— START —

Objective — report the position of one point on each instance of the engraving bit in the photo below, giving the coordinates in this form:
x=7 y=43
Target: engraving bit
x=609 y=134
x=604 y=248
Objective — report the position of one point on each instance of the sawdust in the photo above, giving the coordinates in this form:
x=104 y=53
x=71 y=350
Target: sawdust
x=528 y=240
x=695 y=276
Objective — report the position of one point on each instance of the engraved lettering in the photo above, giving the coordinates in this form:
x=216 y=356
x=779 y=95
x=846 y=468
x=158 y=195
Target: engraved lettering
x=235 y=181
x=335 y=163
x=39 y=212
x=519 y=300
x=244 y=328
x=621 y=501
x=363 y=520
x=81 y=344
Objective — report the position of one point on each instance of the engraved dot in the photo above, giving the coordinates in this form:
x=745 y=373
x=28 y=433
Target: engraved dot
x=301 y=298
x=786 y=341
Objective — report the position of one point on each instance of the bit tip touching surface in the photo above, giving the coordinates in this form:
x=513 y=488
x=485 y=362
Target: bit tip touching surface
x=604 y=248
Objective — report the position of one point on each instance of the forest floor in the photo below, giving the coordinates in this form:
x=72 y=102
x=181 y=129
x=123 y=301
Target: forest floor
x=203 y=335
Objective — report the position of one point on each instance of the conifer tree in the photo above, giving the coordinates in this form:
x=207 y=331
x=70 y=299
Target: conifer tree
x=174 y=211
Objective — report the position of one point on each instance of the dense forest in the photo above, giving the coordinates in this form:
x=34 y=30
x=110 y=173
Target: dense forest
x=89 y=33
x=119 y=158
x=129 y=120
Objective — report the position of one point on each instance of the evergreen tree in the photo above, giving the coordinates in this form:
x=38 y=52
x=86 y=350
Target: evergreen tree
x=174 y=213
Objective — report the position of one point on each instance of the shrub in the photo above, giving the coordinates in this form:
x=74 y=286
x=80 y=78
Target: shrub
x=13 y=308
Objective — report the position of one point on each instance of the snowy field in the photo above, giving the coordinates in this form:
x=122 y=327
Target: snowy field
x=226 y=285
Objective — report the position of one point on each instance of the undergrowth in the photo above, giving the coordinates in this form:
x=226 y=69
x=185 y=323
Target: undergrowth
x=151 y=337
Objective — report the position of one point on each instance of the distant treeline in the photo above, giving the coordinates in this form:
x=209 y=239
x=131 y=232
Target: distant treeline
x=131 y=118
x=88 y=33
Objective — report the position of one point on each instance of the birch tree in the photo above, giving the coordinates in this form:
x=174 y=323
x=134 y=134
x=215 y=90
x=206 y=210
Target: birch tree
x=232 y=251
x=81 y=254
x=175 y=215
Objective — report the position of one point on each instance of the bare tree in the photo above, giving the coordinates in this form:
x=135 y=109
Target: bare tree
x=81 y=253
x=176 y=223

— END —

Reproduce the lines above word for word, starting at the first line and ending at the line that contains "x=786 y=341", with both of those lines included.

Objective — report the position of one point on each instance of the engraving bit in the photo below, giving the coordinates in this form:
x=7 y=43
Target: engraving bit
x=609 y=134
x=604 y=248
Objective — report the position of one point on each instance of the sawdust in the photo above, giving the coordinates in this form:
x=104 y=53
x=71 y=350
Target: sawdust
x=528 y=240
x=695 y=276
Objective — report the position of one point on each instance of the engraved lettering in the photo above, giving the coordinates in this form:
x=216 y=356
x=779 y=95
x=846 y=468
x=158 y=195
Target: engraved lettering
x=235 y=181
x=335 y=163
x=39 y=212
x=519 y=300
x=244 y=328
x=621 y=501
x=363 y=520
x=81 y=344
Objective — report the position of one point on each instance of the engraved dot in the photo above, giving the coordinates in this form:
x=745 y=373
x=28 y=433
Target: engraved dot
x=301 y=298
x=786 y=341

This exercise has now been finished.